■ **Record set**:
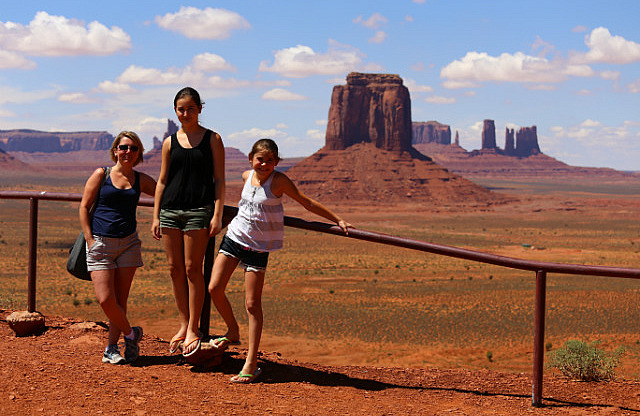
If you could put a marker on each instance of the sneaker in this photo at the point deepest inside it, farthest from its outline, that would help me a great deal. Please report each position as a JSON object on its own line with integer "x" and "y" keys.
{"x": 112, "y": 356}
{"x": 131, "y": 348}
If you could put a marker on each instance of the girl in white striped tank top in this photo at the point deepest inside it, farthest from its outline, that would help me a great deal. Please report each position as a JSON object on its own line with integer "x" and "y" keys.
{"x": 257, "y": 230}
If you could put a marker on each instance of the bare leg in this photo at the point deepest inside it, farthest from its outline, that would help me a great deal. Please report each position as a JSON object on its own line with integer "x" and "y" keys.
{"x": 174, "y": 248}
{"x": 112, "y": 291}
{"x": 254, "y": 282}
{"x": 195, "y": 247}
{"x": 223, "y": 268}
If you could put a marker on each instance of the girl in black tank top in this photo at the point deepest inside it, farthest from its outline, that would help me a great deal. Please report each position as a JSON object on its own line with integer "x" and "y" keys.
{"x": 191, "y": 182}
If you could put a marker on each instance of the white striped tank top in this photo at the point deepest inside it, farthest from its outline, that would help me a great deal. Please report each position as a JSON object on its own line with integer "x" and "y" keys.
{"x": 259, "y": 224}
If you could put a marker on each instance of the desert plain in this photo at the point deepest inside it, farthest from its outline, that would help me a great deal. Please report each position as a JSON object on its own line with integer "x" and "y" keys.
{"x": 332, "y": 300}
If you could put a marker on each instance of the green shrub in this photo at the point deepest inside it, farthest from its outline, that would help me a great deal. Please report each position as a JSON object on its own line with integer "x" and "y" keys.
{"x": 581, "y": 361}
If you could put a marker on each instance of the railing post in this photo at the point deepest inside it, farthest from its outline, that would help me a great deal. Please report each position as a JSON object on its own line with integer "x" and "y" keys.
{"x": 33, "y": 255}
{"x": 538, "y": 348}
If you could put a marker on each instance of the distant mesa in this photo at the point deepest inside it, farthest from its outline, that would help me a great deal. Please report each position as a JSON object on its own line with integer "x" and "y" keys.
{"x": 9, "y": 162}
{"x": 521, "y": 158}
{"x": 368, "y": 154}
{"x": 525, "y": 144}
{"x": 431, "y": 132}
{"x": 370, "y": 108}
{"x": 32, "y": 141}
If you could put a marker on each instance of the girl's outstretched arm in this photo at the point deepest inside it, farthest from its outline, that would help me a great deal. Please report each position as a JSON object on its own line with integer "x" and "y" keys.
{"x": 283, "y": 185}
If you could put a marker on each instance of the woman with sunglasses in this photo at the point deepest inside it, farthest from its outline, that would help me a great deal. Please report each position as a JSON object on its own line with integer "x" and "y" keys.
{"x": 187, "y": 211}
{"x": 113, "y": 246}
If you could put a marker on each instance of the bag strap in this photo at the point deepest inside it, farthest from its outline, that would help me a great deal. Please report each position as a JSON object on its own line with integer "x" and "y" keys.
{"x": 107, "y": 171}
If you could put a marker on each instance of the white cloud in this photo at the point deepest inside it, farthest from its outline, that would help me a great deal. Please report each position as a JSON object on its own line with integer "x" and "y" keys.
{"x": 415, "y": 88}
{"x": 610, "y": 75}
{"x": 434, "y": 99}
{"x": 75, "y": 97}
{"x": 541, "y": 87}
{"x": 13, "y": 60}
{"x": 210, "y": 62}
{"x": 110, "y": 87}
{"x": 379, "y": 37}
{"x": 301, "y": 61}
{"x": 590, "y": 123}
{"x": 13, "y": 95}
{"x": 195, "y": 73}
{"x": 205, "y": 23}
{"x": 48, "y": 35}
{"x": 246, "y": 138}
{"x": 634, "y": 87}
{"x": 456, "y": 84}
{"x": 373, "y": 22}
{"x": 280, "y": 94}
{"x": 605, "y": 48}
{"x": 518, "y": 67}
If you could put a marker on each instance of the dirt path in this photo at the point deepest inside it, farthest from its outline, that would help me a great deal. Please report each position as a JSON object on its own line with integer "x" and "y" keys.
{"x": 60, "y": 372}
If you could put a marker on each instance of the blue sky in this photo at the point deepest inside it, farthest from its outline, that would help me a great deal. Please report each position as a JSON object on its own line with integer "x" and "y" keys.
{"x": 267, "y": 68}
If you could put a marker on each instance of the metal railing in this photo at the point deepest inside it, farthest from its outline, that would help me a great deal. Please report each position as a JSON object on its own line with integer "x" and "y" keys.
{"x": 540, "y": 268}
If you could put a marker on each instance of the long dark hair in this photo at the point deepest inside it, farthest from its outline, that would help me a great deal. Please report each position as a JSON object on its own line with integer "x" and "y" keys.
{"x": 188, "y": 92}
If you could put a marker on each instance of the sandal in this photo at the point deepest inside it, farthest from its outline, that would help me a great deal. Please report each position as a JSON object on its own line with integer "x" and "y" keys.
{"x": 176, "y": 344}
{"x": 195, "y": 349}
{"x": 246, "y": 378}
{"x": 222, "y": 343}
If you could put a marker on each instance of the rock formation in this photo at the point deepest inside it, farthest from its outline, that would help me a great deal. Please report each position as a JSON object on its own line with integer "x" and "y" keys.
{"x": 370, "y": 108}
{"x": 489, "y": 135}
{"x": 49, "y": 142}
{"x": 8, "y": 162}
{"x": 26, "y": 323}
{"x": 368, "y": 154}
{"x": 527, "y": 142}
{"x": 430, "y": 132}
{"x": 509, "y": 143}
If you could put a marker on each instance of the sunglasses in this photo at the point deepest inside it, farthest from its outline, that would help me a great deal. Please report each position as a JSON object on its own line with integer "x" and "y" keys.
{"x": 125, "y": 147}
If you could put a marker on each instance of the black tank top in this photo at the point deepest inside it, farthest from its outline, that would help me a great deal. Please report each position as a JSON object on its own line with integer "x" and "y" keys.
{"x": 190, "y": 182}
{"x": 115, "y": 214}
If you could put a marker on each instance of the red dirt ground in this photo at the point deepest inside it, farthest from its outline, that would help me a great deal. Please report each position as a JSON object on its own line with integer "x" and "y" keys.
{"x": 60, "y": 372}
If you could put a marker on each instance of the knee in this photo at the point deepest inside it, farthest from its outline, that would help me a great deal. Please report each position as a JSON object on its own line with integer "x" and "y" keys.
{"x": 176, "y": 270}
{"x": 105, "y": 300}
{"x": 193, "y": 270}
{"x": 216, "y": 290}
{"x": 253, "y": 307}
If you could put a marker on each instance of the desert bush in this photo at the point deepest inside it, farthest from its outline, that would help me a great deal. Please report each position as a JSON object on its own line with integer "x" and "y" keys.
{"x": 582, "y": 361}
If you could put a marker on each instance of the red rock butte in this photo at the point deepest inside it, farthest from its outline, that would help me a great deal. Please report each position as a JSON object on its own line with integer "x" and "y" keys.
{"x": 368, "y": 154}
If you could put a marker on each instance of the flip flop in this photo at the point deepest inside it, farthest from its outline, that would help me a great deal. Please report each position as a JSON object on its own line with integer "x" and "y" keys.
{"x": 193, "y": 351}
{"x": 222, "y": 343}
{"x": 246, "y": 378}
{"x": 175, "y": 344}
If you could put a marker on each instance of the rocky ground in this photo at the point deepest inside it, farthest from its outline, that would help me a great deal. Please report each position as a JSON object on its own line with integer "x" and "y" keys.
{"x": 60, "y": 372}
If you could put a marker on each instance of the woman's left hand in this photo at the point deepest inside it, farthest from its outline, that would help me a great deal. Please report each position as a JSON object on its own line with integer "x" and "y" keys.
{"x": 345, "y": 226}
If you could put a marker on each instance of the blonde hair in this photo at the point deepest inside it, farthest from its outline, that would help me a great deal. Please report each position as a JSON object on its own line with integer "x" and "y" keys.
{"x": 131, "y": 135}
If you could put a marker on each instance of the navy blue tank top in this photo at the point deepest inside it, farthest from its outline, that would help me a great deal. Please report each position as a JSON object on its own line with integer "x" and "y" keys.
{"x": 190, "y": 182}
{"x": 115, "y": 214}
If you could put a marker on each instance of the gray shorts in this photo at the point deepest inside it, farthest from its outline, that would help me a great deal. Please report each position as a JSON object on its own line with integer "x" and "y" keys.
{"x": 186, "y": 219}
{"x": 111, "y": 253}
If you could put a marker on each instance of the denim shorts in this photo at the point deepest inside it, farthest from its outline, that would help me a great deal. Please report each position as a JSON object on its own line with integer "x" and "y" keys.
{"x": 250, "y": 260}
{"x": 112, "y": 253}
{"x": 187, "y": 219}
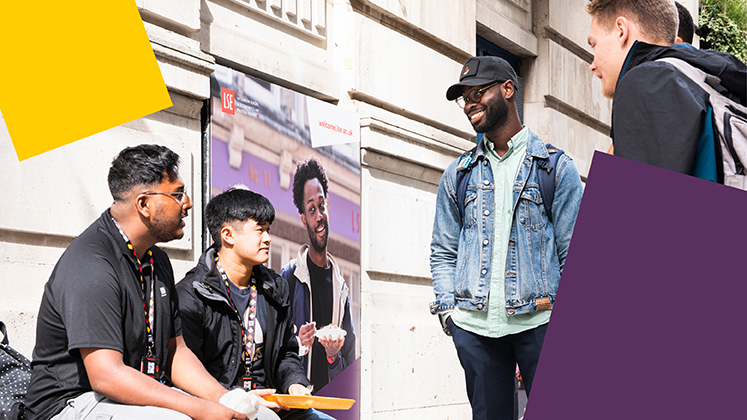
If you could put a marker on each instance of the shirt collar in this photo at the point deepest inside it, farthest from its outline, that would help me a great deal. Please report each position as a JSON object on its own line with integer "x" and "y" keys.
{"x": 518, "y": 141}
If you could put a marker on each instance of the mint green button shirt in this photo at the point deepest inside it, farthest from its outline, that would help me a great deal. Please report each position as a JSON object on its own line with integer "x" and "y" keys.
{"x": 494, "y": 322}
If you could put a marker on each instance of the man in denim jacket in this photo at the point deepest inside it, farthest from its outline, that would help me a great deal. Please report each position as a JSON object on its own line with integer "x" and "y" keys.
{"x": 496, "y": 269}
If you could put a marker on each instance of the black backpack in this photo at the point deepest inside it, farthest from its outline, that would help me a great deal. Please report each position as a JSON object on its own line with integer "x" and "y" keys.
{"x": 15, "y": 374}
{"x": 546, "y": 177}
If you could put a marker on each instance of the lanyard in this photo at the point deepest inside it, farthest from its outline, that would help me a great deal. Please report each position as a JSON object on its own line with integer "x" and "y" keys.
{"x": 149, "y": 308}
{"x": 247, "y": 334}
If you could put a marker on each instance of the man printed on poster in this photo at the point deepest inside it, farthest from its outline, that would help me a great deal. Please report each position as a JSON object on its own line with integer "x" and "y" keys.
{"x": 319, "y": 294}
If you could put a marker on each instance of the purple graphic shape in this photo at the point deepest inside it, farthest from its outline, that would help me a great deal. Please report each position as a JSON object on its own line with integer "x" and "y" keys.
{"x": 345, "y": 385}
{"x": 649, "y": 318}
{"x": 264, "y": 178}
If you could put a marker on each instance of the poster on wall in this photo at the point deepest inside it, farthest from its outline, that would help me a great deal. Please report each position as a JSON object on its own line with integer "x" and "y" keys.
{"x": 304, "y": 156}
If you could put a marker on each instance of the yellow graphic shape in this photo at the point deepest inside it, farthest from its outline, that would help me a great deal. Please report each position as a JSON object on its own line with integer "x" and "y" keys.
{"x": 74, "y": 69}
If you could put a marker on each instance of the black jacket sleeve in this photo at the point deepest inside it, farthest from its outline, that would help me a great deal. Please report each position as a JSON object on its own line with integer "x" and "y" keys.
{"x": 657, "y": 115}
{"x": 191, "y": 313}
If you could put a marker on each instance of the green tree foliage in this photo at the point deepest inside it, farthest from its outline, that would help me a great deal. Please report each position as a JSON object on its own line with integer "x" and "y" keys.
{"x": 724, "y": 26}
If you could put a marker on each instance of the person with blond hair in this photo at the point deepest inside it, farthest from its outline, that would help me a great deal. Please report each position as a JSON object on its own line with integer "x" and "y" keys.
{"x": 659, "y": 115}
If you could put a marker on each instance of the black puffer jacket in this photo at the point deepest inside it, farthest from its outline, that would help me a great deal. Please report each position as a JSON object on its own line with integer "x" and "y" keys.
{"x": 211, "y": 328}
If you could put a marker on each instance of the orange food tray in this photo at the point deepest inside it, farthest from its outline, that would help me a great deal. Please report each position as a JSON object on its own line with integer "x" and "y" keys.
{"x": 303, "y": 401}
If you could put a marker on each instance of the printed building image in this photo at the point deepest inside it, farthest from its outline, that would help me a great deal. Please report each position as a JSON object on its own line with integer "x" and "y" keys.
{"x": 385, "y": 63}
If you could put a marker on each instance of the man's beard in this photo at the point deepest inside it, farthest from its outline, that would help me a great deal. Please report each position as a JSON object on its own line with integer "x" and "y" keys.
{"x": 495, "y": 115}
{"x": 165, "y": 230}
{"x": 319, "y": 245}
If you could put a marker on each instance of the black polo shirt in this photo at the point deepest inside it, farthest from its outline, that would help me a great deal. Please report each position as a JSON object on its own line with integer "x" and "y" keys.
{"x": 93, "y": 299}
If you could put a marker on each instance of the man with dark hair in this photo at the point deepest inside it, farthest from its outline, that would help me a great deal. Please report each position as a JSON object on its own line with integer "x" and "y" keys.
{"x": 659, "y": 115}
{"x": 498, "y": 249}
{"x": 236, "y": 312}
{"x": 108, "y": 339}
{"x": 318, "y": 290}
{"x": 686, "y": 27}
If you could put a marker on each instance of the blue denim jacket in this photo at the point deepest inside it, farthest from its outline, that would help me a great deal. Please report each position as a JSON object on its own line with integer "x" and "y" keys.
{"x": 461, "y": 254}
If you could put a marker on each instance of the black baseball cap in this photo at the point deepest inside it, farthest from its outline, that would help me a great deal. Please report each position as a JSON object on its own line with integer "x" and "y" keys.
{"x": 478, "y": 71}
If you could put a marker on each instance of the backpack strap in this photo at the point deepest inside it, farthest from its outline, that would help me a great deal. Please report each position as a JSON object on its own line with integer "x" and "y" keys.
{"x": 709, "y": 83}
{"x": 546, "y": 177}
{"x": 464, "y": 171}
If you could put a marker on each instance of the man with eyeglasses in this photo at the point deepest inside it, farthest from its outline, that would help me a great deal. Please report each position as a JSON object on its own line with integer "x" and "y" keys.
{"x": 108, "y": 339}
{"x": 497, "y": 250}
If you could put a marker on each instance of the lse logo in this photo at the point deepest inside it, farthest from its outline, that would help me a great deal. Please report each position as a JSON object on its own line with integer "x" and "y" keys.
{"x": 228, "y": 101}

■ **Stated goal**: Starting with the line that contains "the blue denim", write out each line through the end of the listing, exactly as it appears, and include nothing else.

■ **Solution to this exercise**:
If you could put a marker on each instance of the blue denim jacket in this photo at the point deepest inside it, farthest from its outline, that would help me a great deal. Please report each position as a JSON object on its own line with integer "x" and "y" keys.
{"x": 461, "y": 254}
If you could put a marker on each instance of the black baseball cap in this photo at the point deepest inside it, farthest from its outline, that would help me a great deal. Please report each position as a JSON object on its own line with integer "x" and "y" keys.
{"x": 478, "y": 71}
If you could put a marker on each instance of the backpack strap in this photo at the point deepest inside it, farthest from its outline, that would help me a great deal. Please report each position as a JSON object on its own line with integer "x" and "y" keys.
{"x": 709, "y": 83}
{"x": 546, "y": 177}
{"x": 464, "y": 171}
If you could put a marker on each instance of the man with eyeglasses in this photo at the point deepest inside it, farthest from its outline, that would help me a great deal. Please report each position as a JSON object on its own line with integer "x" and "y" keys.
{"x": 108, "y": 339}
{"x": 497, "y": 250}
If you could put a marker on each instance of the lse logo in this photo at the point deepest inside it, farthest from its outline, that would help me a great deal. Please report each position as a JSON object on its own line with integer "x" and "y" keys.
{"x": 228, "y": 101}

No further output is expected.